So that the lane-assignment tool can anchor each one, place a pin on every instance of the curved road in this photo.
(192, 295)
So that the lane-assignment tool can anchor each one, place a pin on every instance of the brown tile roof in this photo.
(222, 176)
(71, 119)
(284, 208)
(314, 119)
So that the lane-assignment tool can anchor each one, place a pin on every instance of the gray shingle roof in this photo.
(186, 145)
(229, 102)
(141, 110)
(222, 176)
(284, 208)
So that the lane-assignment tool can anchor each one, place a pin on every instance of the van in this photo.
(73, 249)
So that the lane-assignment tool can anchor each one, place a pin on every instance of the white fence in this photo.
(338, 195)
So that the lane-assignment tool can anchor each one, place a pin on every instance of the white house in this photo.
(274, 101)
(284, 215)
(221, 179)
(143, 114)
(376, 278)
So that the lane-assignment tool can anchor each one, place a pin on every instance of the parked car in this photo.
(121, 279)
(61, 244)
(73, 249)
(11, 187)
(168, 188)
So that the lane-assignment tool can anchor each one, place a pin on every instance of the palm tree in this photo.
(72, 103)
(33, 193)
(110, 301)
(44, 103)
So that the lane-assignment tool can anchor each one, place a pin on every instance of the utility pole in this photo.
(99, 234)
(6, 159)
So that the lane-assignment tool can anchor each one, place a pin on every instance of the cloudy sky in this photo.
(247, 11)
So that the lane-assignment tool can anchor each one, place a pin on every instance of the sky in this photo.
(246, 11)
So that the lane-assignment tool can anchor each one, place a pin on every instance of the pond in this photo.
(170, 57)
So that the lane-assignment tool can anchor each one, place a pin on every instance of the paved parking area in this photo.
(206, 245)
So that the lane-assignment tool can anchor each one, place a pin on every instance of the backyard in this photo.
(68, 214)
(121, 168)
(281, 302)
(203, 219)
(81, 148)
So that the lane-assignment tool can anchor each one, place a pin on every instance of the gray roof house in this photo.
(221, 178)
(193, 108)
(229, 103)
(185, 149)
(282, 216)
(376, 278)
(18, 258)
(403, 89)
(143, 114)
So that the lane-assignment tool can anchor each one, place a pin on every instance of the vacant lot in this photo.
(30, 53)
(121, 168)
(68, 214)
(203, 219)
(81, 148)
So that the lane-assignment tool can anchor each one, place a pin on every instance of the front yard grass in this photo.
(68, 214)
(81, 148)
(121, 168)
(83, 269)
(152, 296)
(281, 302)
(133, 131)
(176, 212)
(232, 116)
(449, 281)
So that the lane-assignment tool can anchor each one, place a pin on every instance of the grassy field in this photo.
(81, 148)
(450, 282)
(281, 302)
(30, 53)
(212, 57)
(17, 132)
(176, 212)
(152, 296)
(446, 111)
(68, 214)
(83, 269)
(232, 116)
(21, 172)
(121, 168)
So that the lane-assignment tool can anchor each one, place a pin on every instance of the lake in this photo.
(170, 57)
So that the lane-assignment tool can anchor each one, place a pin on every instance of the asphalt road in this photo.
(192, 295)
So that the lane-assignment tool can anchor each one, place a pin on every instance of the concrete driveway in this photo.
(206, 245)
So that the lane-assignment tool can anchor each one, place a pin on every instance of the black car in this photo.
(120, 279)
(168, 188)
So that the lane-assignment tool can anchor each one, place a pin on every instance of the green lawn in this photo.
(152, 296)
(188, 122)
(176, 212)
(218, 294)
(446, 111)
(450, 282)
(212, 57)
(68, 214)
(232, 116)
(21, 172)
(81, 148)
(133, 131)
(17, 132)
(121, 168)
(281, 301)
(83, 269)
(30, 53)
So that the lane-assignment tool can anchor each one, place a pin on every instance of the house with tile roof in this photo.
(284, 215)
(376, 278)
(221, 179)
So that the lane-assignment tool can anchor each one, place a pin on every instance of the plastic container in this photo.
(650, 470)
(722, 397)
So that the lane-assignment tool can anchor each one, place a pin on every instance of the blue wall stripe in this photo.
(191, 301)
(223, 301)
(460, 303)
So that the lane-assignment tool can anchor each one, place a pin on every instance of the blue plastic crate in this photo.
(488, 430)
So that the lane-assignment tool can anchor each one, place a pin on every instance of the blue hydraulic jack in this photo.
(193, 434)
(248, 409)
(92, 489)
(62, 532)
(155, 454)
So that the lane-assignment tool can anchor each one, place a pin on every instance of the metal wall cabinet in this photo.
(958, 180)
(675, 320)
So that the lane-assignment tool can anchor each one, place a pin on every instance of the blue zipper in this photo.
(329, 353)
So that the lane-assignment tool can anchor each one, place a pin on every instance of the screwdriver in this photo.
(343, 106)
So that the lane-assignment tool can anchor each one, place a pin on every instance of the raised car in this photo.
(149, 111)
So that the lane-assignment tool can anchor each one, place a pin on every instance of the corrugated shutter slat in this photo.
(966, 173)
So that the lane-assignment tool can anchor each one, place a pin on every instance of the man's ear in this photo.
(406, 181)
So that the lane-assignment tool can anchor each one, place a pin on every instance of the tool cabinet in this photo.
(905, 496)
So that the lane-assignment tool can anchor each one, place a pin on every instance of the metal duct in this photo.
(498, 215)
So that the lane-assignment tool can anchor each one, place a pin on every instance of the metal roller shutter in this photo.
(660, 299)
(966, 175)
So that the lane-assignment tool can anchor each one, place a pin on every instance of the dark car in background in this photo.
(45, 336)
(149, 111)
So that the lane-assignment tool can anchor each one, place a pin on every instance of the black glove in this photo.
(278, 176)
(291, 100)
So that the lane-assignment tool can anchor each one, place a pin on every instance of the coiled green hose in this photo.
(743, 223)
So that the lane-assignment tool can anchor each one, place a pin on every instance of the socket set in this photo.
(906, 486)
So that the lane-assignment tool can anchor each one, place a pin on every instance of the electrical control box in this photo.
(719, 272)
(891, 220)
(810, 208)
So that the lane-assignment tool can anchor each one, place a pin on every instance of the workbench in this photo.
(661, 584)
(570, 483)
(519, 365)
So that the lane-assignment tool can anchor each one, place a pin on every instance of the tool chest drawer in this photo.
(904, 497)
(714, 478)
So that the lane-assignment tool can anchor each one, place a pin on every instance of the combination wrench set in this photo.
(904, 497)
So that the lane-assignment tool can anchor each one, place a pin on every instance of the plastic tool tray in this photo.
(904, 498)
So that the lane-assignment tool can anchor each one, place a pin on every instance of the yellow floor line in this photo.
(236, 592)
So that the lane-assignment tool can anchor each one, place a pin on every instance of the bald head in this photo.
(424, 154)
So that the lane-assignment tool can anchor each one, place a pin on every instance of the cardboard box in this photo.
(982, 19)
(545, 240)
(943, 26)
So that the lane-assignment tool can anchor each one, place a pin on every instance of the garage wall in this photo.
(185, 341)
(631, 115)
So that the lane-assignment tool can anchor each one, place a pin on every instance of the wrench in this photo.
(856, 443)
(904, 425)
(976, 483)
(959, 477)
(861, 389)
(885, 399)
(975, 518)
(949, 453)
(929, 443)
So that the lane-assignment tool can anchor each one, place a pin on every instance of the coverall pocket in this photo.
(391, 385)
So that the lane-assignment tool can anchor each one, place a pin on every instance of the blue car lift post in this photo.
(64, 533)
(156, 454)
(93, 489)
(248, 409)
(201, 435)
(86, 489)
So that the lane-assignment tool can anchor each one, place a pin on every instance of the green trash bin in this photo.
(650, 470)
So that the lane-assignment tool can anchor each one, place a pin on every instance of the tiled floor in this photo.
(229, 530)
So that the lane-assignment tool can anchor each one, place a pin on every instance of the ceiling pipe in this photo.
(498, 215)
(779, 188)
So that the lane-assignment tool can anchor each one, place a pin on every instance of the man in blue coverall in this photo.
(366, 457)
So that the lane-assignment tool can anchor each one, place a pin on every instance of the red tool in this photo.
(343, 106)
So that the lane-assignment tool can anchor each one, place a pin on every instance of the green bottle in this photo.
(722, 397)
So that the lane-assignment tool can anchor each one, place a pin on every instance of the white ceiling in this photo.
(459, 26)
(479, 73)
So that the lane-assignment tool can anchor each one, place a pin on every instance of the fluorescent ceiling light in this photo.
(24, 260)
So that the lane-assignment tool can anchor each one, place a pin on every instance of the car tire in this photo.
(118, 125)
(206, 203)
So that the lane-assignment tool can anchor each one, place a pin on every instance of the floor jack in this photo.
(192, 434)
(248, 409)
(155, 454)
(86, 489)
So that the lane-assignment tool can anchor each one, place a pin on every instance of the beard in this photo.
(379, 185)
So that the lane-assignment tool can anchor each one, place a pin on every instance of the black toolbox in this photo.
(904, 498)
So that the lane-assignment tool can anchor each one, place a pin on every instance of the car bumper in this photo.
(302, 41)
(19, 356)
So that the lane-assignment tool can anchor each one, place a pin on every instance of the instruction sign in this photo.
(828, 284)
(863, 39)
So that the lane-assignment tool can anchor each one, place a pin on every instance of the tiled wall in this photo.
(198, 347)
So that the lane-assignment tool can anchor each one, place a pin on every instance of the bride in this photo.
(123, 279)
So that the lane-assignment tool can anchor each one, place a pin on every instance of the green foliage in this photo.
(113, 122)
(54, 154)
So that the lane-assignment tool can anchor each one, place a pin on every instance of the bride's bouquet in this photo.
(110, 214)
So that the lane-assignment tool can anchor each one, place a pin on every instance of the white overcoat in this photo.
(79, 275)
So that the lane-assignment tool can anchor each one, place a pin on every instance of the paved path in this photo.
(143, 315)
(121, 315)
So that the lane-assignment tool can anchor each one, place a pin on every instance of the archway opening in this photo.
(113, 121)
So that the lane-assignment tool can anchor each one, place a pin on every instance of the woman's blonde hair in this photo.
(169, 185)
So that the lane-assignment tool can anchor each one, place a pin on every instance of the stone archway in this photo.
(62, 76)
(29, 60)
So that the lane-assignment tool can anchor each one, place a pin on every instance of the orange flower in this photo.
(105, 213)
----------------------------------------
Starting at the line that contains "path in this photo.", write out every line to the end of the entries, exactly as given.

RESPONSE TO THIS EXERCISE:
So that the lane-assignment tool can anchor each one, place a pin on every instance of the paved path in this photo.
(143, 315)
(121, 315)
So that the lane-assignment tool can anchor each one, place a pin on every instance of the archway opening in this photo.
(113, 121)
So that the lane-assignment tool can anchor each one, place a pin on every instance of the woman's blonde hair in this photo.
(169, 185)
So that the lane-assignment tool can anchor each one, place a pin on every instance of the stone archway in this photo.
(62, 76)
(29, 60)
So that the lane-assignment tool can anchor each one, place a pin on every instance of the orange flower in this photo.
(105, 213)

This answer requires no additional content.